## SUPPLIED PASSAGE
LEGAN: Man, and I have presents to wrap and a dead husband to throw down the cellar stairs to make it look like an accident! Well, Santa knows if you've been bad or good, so be good, or at least, get a good lawyer for goodness' sake. And we end our Christmas journey with an undiscovered - well, I can't really say gem. It's more like a truffle, a truffle of deeply rich, bad cinema. Here is the very low-budget "Magic Christmas Tree" from 1964. Shot in lovely Laverne, California, here's a bunch of kids overacting and sort of kind of remembering their lines of brilliant dialogue.

(Soundbite of movie "The Magic Christmas Tree")

(Soundbite of music)

Mr. CHRIS KROESEN: (As Mark) Well, I wonder what kind of sandwich I have today. Probably meatloaf.

Unidentified Boy #1: (As Tommy) How do you know?

Mr. KROESEN: (As Mark) Because that's what we had for dinner last night.

Unidentified Boy #2: (As Dave) Guess what mine is, fellows?

Unidentified Boys: (Together) Bologna.

LEGAN: This movie looks like it was made for about 12 bucks, and every aspect they could get wrong, they do.

(Soundbite of movie "The Magic Christmas Tree")

(Soundbite of music)

Ms. VALERIE HOBBS: (As Miss Finch) Within that ring is a secret compartment, and within that compartment is a magic seed. If you plant the seed beneath the wishbone of a Thanksgiving turkey in the dark of the moon, a magic tree will grow!

LEGAN: Oh, and we need virgins' blood and the top of a wedding cake, too. So, the boy gets his wish and a magic Christmas tree appears, and of course, since its magic, it can talk.

(Soundbite of movie "The Magic Christmas Tree")

Mr. KROESEN: (As Mark) You are a magic Christmas tree!

Mr. ROBERT "BIG BUCK" MAFFEI: (As Magic Christmas Tree) Of course, I am. That's what you planted, wasn't it?

Mr. KROESEN: (As Mark) But you look kind of scrawny.

Mr. MAFFEI: (As Magic Christmas Tree) Well, I've been through a lot lately, and - well, enough of this. Now, let's get down to business.

## DATA SEGMENT
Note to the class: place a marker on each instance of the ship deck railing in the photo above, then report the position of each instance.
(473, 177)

## SET TASK A
Decide whether each statement agrees with the movie transcript, answering yes or no and quoting the words that settle it: (i) The film was shot in Laverne, California. (ii) Mark expects his sandwich to be bologna. (iii) Miss Finch says the seed must be planted beneath the wishbone of a Thanksgiving turkey.
## SET TASK B
Answer these questions from the movie transcript:
(i) In what year was the film made?
(ii) Who plays Miss Finch?
(iii) For about how much money does the host say the movie looks like it was made?
## SET TASK C
Output the movie transcript word for word, starting with "Mr. KROESEN: (As Mark) You" and going on through "down to business.".

## CORRECT ANSWER A
(i) Yes: "Shot in lovely Laverne, California"
(ii) No: "Probably meatloaf."
(iii) Yes: "If you plant the seed beneath the wishbone of a Thanksgiving turkey in the dark of the moon"

## CORRECT ANSWER B
(i) 1964
(ii) Valerie Hobbs
(iii) About 12 bucks

## CORRECT ANSWER C
Mr. KROESEN: (As Mark) You are a magic Christmas tree!

Mr. ROBERT "BIG BUCK" MAFFEI: (As Magic Christmas Tree) Of course, I am. That's what you planted, wasn't it?

Mr. KROESEN: (As Mark) But you look kind of scrawny.

Mr. MAFFEI: (As Magic Christmas Tree) Well, I've been through a lot lately, and - well, enough of this. Now, let's get down to business.